- **AIM**:
Write out the lines below word for word.

(Saved data entries)
** begin **

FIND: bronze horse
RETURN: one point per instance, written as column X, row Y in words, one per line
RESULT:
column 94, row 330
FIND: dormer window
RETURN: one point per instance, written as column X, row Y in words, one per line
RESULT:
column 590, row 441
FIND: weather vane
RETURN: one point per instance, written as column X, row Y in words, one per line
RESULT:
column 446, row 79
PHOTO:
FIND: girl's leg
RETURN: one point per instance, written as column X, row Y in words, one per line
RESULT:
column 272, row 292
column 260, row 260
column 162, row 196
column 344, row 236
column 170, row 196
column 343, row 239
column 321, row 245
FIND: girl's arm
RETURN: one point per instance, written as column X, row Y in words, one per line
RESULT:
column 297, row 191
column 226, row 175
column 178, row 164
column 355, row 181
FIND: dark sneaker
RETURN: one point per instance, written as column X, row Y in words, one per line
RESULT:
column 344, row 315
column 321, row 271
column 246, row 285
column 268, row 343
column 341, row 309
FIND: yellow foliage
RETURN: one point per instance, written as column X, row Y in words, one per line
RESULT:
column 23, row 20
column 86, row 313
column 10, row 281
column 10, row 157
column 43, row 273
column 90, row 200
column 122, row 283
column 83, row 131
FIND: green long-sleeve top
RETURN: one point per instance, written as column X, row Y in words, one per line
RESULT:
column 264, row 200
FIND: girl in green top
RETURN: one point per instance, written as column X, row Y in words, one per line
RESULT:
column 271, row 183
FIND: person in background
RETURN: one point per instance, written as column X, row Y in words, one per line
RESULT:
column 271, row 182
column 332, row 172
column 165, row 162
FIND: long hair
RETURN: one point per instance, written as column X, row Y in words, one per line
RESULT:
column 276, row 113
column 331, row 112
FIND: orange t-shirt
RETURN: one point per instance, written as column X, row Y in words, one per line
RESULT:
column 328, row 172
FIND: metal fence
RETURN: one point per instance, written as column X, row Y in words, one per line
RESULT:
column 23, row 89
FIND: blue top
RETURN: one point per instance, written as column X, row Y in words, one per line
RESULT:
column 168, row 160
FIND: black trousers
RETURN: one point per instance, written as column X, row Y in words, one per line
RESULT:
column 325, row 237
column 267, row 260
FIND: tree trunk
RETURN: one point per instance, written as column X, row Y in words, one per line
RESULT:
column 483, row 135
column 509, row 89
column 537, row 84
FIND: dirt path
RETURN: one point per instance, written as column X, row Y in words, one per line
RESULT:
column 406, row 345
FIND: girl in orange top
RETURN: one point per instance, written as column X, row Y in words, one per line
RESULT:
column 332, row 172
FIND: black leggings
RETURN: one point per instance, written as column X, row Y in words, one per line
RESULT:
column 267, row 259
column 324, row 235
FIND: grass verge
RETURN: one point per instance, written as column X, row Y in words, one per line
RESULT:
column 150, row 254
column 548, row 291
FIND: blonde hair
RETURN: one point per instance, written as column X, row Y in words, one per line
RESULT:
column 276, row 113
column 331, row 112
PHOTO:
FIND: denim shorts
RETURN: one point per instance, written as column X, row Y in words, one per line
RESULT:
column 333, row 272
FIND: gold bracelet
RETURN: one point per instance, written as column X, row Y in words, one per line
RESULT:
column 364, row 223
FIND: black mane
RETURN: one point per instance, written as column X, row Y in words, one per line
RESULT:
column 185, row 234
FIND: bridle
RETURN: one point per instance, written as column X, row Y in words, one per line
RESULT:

** end **

- **SOLUTION FOR THIS EXERCISE**:
FIND: bronze horse
RETURN: one point per instance, written as column X, row Y in words, one per line
RESULT:
column 94, row 330
FIND: dormer window
RETURN: one point per instance, written as column X, row Y in words, one per line
RESULT:
column 590, row 441
FIND: weather vane
RETURN: one point per instance, written as column X, row Y in words, one per line
RESULT:
column 446, row 79
PHOTO:
FIND: girl's leg
RETURN: one point per instance, written as column X, row Y in words, one per line
RESULT:
column 272, row 292
column 260, row 260
column 162, row 196
column 344, row 236
column 170, row 196
column 343, row 239
column 321, row 245
FIND: girl's arm
RETURN: one point per instance, written as column X, row Y in words, one per line
RESULT:
column 297, row 191
column 226, row 175
column 178, row 164
column 355, row 181
FIND: dark sneaker
RETURN: one point per instance, written as column X, row Y in words, one per line
RESULT:
column 344, row 315
column 321, row 271
column 246, row 285
column 268, row 343
column 341, row 309
FIND: yellow foliage
RETURN: one point per instance, written as column X, row Y in words, one per line
RESULT:
column 23, row 20
column 86, row 313
column 10, row 281
column 10, row 157
column 43, row 273
column 90, row 200
column 122, row 283
column 83, row 131
FIND: green long-sleeve top
RETURN: one point per instance, written as column X, row Y in words, one per line
RESULT:
column 264, row 200
FIND: girl in green top
RETURN: one point per instance, written as column X, row Y in words, one per line
RESULT:
column 271, row 183
FIND: person in background
RETURN: one point per instance, written as column X, row Y in words, one per line
RESULT:
column 271, row 182
column 332, row 172
column 165, row 162
FIND: long hair
RETURN: one point per instance, written as column X, row Y in words, one per line
RESULT:
column 276, row 113
column 331, row 112
FIND: orange t-shirt
RETURN: one point per instance, written as column X, row Y in words, one per line
RESULT:
column 328, row 172
FIND: metal fence
RETURN: one point per instance, written as column X, row Y in words, one per line
RESULT:
column 23, row 89
FIND: blue top
RETURN: one point per instance, written as column X, row Y in words, one per line
RESULT:
column 168, row 160
FIND: black trousers
RETURN: one point per instance, written as column X, row Y in words, one per line
RESULT:
column 325, row 237
column 267, row 260
FIND: tree trunk
RETURN: one point per instance, written as column X, row Y in words, one per line
RESULT:
column 483, row 135
column 509, row 89
column 537, row 84
FIND: dirt path
RETURN: one point per instance, written as column X, row Y in words, one per line
RESULT:
column 406, row 345
FIND: girl in orange top
RETURN: one point per instance, written as column X, row Y in words, one per line
RESULT:
column 332, row 172
FIND: black leggings
RETURN: one point per instance, written as column X, row Y in words, one per line
RESULT:
column 267, row 259
column 324, row 235
FIND: grass verge
RETURN: one point per instance, written as column X, row Y in words, one per line
RESULT:
column 150, row 254
column 548, row 291
FIND: blonde hair
RETURN: one point per instance, written as column X, row Y in words, one per line
RESULT:
column 276, row 113
column 331, row 112
PHOTO:
FIND: denim shorts
RETURN: one point per instance, written as column X, row Y in words, one per line
RESULT:
column 333, row 272
FIND: gold bracelet
RETURN: one point per instance, written as column X, row Y in words, one per line
RESULT:
column 364, row 223
FIND: black mane
RETURN: one point per instance, written as column X, row Y in words, one per line
RESULT:
column 185, row 234
FIND: bridle
RETURN: one point per instance, written as column X, row Y in words, one per line
RESULT:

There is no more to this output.